* Begin *
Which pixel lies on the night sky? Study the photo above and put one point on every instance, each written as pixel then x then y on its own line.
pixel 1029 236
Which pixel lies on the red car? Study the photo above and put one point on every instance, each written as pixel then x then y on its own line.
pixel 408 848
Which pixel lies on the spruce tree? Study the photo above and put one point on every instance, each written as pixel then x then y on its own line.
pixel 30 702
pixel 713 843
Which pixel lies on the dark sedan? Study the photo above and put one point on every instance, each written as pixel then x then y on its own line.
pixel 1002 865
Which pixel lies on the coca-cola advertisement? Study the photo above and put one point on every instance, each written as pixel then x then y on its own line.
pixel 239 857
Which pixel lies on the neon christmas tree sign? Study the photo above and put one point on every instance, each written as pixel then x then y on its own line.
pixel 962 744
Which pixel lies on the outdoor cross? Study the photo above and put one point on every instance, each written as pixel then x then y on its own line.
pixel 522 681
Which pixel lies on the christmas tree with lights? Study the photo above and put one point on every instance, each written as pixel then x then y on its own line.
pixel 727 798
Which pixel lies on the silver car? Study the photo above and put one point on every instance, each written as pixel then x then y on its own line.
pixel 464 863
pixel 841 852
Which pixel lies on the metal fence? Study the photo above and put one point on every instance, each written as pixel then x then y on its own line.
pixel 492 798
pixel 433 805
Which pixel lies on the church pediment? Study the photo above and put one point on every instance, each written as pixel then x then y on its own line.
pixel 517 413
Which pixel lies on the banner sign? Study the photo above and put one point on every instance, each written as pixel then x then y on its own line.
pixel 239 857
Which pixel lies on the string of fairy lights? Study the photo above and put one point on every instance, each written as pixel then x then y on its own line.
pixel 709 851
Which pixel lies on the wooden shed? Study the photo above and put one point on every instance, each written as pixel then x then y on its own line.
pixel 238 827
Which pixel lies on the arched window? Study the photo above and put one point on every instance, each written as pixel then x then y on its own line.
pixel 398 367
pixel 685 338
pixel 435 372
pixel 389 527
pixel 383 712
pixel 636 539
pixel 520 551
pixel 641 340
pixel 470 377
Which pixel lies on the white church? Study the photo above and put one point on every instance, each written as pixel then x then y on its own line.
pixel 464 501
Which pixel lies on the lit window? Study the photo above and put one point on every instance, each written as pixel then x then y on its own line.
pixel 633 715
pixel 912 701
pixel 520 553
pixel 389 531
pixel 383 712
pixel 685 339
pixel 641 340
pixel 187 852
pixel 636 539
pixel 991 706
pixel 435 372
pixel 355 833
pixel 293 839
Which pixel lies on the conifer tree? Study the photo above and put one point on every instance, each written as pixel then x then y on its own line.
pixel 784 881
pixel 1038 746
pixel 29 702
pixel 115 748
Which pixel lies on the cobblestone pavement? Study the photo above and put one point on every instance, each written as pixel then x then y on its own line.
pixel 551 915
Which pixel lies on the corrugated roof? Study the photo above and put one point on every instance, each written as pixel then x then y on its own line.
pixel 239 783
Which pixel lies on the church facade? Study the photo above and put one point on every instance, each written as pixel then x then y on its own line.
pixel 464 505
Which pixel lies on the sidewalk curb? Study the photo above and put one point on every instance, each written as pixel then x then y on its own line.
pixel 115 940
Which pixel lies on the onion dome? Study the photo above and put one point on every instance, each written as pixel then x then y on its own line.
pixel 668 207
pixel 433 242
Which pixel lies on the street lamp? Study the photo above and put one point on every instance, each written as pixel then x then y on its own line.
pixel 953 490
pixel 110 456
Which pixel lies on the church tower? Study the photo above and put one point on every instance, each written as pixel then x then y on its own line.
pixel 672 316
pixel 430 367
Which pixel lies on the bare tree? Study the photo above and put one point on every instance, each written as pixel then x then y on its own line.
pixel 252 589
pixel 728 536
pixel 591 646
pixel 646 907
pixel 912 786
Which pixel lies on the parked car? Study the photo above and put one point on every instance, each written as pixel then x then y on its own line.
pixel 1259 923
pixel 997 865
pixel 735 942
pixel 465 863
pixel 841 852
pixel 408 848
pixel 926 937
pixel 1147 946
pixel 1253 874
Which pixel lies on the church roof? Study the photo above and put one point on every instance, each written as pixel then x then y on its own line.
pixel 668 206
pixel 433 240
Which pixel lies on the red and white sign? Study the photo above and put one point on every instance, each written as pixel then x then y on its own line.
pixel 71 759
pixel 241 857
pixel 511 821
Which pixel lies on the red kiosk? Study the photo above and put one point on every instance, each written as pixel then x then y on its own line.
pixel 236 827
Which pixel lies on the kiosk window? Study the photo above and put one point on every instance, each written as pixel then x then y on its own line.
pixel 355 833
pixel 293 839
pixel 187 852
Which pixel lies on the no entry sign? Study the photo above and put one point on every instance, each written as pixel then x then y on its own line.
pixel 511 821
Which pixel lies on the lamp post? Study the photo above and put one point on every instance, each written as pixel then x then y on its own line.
* End *
§ Instruction:
Write out the listing once more, matching it exactly.

§ Answer to the problem:
Which pixel lies on the night sky? Study the photo above and put one point on every instance, each written as pixel then x then y on its own line.
pixel 1029 236
Which pixel lies on the red car? Study the photo above and put one point on every instance, each written as pixel then x then y on its own line.
pixel 408 848
Which pixel lies on the spruce tree? Study the photo above and put one point on every instance, each written as pixel then x then y on its own line.
pixel 30 702
pixel 713 843
Which pixel lies on the dark sedan? Study the photo above and put one point on every instance, each written as pixel then x then y on its own line.
pixel 1002 865
Which pixel lies on the coca-cola advertisement? Study the photo above and put one point on every instance, each written as pixel then x then y on its own line.
pixel 239 857
Which pixel lies on the neon christmas tree sign? Study the photo above and put one point on every instance, each written as pixel then x then y on its own line.
pixel 962 744
Which pixel lies on the outdoor cross? Study the photo above and put one point on every instance, each written as pixel then x then y on its own line.
pixel 522 681
Which pixel lies on the christmas tree with lights? Study the photo above and put one point on every instance, each written as pixel then x then y on its own line.
pixel 727 798
Which pixel lies on the silver car? Study the photo above and put one point on every instance, each written as pixel then x then y on its own line.
pixel 464 863
pixel 841 852
Which pixel lies on the metal fence? Study the photo above and put one point on every instance, each written as pixel then x then y on its own line.
pixel 492 798
pixel 433 805
Which pixel lies on the church pediment? Study the photo above and put one point on every instance, each written as pixel then x then y on its own line.
pixel 517 413
Which pixel lies on the banner sign? Study the photo above and put one point on every instance, each written as pixel then x then y on its own line.
pixel 239 857
Which pixel lies on the string of fairy lights? Study the photo above and put one point on every instance, each written as pixel then x then y on its own line.
pixel 709 851
Which pixel lies on the wooden shed? Study the photo above and put one point on every instance, each written as pixel then x then y on its own line.
pixel 238 827
Which pixel lies on the arched window? Study the photo above and put one point on every instance, each written as pixel then x then y on its own line.
pixel 398 367
pixel 685 338
pixel 435 372
pixel 389 527
pixel 383 712
pixel 636 539
pixel 520 551
pixel 641 340
pixel 470 377
Which pixel lies on the white church? Study the photo above and put one point on every instance, each written as pixel then x then y on its own line.
pixel 464 501
Which pixel lies on the lit window? Study the photo above and put one point on every instance, each written as pixel then x then y on its own line.
pixel 633 715
pixel 912 701
pixel 520 553
pixel 389 531
pixel 383 712
pixel 685 339
pixel 641 340
pixel 187 852
pixel 636 539
pixel 991 706
pixel 435 372
pixel 355 833
pixel 293 839
Which pixel lies on the conifer tree? Study the photo above and put one point on every instance, each written as pixel then x then y on its own line.
pixel 784 881
pixel 1038 746
pixel 29 702
pixel 115 748
Which pixel lies on the cobblestone pavement? Study the photo above and put one point on every instance, each written as pixel then x then y on its own line.
pixel 551 915
Which pixel lies on the corrugated roof? Study the photo above and put one point on every instance, each written as pixel then x then y on its own line.
pixel 239 783
Which pixel lies on the church facade? Study the photo above and put one point on every instance, each written as pixel then x then y on its own line.
pixel 464 505
Which pixel lies on the sidewalk curb? Study the photo above and put one point on every instance, each written as pixel then x then y on its own line.
pixel 115 940
Which pixel lies on the onion dome? Study the photo above and put one point on every instance, each written as pixel then x then y on its own line.
pixel 668 207
pixel 433 242
Which pixel lies on the street lamp? Study the photo above and put one point on every instance, each written as pixel then x then y on its own line.
pixel 953 490
pixel 110 456
Which pixel lies on the church tower? Study the photo above and put one point on every instance, each written as pixel then x then y on its own line.
pixel 672 316
pixel 430 367
Which pixel lies on the bare tree? Study the photo above and put one point on every instance, each written as pixel then x then y on its own line.
pixel 252 589
pixel 728 536
pixel 591 646
pixel 646 907
pixel 912 786
Which pixel lies on the parked car? Study the photo above and put one point on every instance, each written as pixel then x then y on its own line.
pixel 1259 923
pixel 997 865
pixel 735 942
pixel 465 863
pixel 841 852
pixel 408 848
pixel 926 937
pixel 1147 946
pixel 1253 874
Which pixel lies on the church roof? Study the photo above and put one point on every instance, each written as pixel then x then y on its own line.
pixel 668 206
pixel 433 240
Which pixel lies on the red and white sign? Study the photo above and put one point on every instance, each written as pixel then x then y on its own line.
pixel 71 759
pixel 241 857
pixel 511 821
Which pixel lies on the red kiosk? Study the photo above and put one point on every instance, each written as pixel then x then y on its own line.
pixel 236 827
Which pixel lies on the kiosk window? Study the photo above and put one point on every instance, each written as pixel then x then y on its own line.
pixel 355 833
pixel 293 839
pixel 187 852
Which pixel lies on the no entry sign? Study the photo above and put one point on every instance, each written as pixel then x then y on its own line.
pixel 511 821
Which pixel lies on the lamp post? Study the photo above and put one point on every instance, each written as pixel then x then y on its own line.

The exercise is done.